AIM OF THE EXERCISE:
Give the material below as a numbered list, from its first line through the line that has "<point>311,27</point>", and leave out any blank lines.

DATA FOR THIS EXERCISE:
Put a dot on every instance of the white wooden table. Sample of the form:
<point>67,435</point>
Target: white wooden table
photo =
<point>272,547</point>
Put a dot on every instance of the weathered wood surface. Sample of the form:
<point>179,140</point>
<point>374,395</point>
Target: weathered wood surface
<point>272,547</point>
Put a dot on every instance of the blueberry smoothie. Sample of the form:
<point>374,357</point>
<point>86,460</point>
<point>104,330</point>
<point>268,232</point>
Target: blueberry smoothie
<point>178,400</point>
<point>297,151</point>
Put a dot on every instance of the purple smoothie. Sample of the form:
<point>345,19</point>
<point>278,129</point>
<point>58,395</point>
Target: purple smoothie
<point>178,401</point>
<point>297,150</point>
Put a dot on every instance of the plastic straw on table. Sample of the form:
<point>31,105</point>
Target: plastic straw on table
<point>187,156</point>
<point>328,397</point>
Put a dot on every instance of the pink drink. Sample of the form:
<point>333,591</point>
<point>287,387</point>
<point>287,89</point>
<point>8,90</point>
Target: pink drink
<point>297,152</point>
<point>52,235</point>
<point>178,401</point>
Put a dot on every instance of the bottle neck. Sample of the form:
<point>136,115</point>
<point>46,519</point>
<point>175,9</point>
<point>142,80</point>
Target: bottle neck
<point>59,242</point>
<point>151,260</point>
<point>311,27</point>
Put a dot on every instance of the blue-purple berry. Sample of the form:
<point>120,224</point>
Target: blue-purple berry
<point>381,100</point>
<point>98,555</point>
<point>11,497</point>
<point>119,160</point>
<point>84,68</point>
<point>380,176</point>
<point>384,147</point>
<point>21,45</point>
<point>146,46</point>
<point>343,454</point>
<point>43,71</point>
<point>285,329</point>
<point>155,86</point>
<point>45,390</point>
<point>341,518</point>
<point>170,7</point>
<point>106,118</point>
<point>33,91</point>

CORRECT RESPONSE:
1. Put a dot on every instance of the white wooden table. Sample of the form:
2. <point>67,435</point>
3. Target: white wooden table
4. photo =
5. <point>272,547</point>
6. Put a dot on every instance of the weathered wood surface. Sample of the form:
7. <point>179,140</point>
8. <point>374,395</point>
9. Target: weathered wood surface
10. <point>272,547</point>
11. Put a dot on every instance of the blueberry smoothie. Sample of the form:
12. <point>374,357</point>
13. <point>86,460</point>
14. <point>104,330</point>
15. <point>268,232</point>
16. Target: blueberry smoothie
17. <point>178,400</point>
18. <point>297,151</point>
19. Put a dot on every instance of the purple smoothie. Sample of the form:
20. <point>345,19</point>
21. <point>278,129</point>
22. <point>58,395</point>
23. Target: purple smoothie
24. <point>178,401</point>
25. <point>297,150</point>
26. Put a dot on every instance of the plastic straw on table. Sample of the form:
27. <point>31,105</point>
28. Target: plastic straw on table
29. <point>187,156</point>
30. <point>328,397</point>
31. Put a dot on every instance of the pink drink. Sample of the form:
32. <point>333,591</point>
33. <point>287,387</point>
34. <point>287,89</point>
35. <point>8,90</point>
36. Target: pink drink
37. <point>297,152</point>
38. <point>52,235</point>
39. <point>178,401</point>
40. Put a dot on every instance of the bottle neck. Sample of the form:
41. <point>136,115</point>
42. <point>46,519</point>
43. <point>175,9</point>
44. <point>142,80</point>
45. Target: bottle neck
46. <point>59,242</point>
47. <point>151,260</point>
48. <point>311,27</point>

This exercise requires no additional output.